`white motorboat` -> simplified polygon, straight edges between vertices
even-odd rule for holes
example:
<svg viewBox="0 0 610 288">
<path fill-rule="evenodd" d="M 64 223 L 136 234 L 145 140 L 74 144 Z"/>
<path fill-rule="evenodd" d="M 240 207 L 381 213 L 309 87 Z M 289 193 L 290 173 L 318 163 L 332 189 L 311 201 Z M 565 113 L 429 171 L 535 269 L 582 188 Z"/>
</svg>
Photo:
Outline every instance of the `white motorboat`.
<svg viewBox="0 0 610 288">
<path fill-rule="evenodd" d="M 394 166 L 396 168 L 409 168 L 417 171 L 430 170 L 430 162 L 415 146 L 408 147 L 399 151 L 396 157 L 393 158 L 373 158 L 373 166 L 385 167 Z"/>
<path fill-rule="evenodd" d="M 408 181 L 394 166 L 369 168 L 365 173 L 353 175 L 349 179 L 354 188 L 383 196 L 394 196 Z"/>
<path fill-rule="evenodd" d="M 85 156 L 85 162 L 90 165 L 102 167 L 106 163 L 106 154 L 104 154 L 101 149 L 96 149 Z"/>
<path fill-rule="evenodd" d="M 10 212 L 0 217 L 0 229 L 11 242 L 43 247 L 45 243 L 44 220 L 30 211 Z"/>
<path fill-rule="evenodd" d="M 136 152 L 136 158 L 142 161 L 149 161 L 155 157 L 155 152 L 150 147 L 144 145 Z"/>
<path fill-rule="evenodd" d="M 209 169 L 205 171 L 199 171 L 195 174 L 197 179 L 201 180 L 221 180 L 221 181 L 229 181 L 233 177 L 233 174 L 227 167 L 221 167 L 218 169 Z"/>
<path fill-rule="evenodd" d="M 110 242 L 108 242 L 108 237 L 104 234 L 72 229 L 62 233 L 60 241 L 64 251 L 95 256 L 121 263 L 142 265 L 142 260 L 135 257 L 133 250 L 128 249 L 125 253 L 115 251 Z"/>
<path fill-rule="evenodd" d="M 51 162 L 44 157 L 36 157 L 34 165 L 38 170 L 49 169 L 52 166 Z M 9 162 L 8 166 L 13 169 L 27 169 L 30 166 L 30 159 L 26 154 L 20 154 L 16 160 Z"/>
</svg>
______________________________
## [WHAT YOU HAVE TO DO]
Please format the items above as a JSON list of strings, with one string for each line and blank lines left out.

## [FINISHED EXERCISE]
[
  "`white motorboat` -> simplified polygon, straight edges between vertices",
  "even-odd rule for holes",
  "example:",
  "<svg viewBox=\"0 0 610 288\">",
  "<path fill-rule=\"evenodd\" d=\"M 64 223 L 136 234 L 145 140 L 74 144 Z\"/>",
  "<path fill-rule=\"evenodd\" d=\"M 240 207 L 381 213 L 309 87 Z M 289 193 L 290 173 L 318 163 L 332 189 L 311 201 Z M 565 113 L 429 171 L 535 269 L 582 188 Z\"/>",
  "</svg>",
  "Photo:",
  "Outline every instance of the `white motorboat`.",
  "<svg viewBox=\"0 0 610 288\">",
  "<path fill-rule=\"evenodd\" d=\"M 394 166 L 396 168 L 409 168 L 417 171 L 430 170 L 430 162 L 415 146 L 408 147 L 399 151 L 396 157 L 393 158 L 373 158 L 373 166 L 385 167 Z\"/>",
  "<path fill-rule=\"evenodd\" d=\"M 408 181 L 394 166 L 369 168 L 365 173 L 353 175 L 349 179 L 354 188 L 383 196 L 394 196 Z\"/>",
  "<path fill-rule=\"evenodd\" d=\"M 85 156 L 85 162 L 90 165 L 102 167 L 106 163 L 106 154 L 104 154 L 101 149 L 96 149 Z\"/>",
  "<path fill-rule=\"evenodd\" d=\"M 10 212 L 0 217 L 0 229 L 11 242 L 43 247 L 45 243 L 44 220 L 30 211 Z\"/>",
  "<path fill-rule=\"evenodd\" d=\"M 136 152 L 136 158 L 142 161 L 149 161 L 155 157 L 155 152 L 150 147 L 144 145 Z\"/>",
  "<path fill-rule=\"evenodd\" d=\"M 209 169 L 205 171 L 199 171 L 195 174 L 197 179 L 201 180 L 221 180 L 221 181 L 229 181 L 233 177 L 233 174 L 227 167 L 221 167 L 218 169 Z\"/>",
  "<path fill-rule=\"evenodd\" d=\"M 110 242 L 108 242 L 108 237 L 104 234 L 72 229 L 62 233 L 60 241 L 64 251 L 95 256 L 121 263 L 142 265 L 142 260 L 135 257 L 133 250 L 128 249 L 125 253 L 115 251 Z\"/>",
  "<path fill-rule=\"evenodd\" d=\"M 51 162 L 44 157 L 36 157 L 34 165 L 38 170 L 49 169 L 52 166 Z M 9 162 L 8 166 L 13 169 L 27 169 L 30 166 L 30 159 L 26 154 L 20 154 L 16 160 Z\"/>",
  "</svg>"
]